_TEXT PROVIDED:_
2MASS Spring 1999 Explanatory Supplement: Data Processing

6. Extended Source Catalog & Basic Results

Incremental 2MASS public data release is in the form of an extended source catalog, derived from the pipeline working survey database (WSD). The catalog is constructed to meet a pre-determined set of general requirements that include sensitivity, completeness and reliability limits designed to achieve the science goals of the survey. The first major public release (spring 1999) of the 2MASS extended source catalog will contain some 80,000 sources. A smaller "sampler" catalog was released in the fall of 1998 (see First 2MASS Public Release Extended Source Catalog and the 2MASS Data Sampler).

The requirements are germane to regions of the sky where confusion is not a major impediment, corresponding to a stellar number density less than ~1200 stars deg^-2 brighter than 13.5 mag at K -- which is most of the observable sky (see Figure C.1). The key level-1 requirements for unconfused regions are: the (differential) completeness limit: >90% for sensitivity limits of 15.0 mag at J, 14.2 mag at H and 13.5 mag at K; the reliability limit: >98% for the same sensitivity limits; and the photometric limit: ~13.2 mag at K (SNR 10:1), corresponding to 0.5 mag brighter than the survey limit. The reliability requirement is sufficiently difficult to achieve that special care must be taken to eliminate high-probability contaminant (false) sources from the catalog, including those in regions of close proximity to bright stars and transient events.

_GIVEN PROBLEM:_
Answer these questions from the 2MASS catalog text:
(a) About how many sources will the spring 1999 release of the extended source catalog contain?
(b) When was the smaller "sampler" catalog released?
(c) What is the required reliability limit for unconfused regions?
Answer from the 2MASS catalog text alone.

_COLLECTED MATERIAL:_
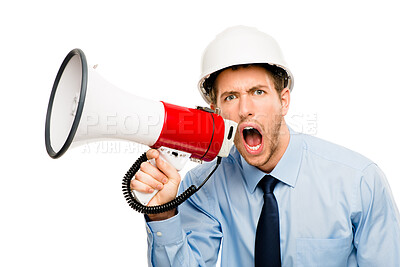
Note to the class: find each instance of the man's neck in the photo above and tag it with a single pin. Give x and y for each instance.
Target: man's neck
(277, 154)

_EXERCISE OUTPUT:_
(a) Some 80,000 sources.
(b) In the fall of 1998.
(c) Greater than 98% for the stated sensitivity limits.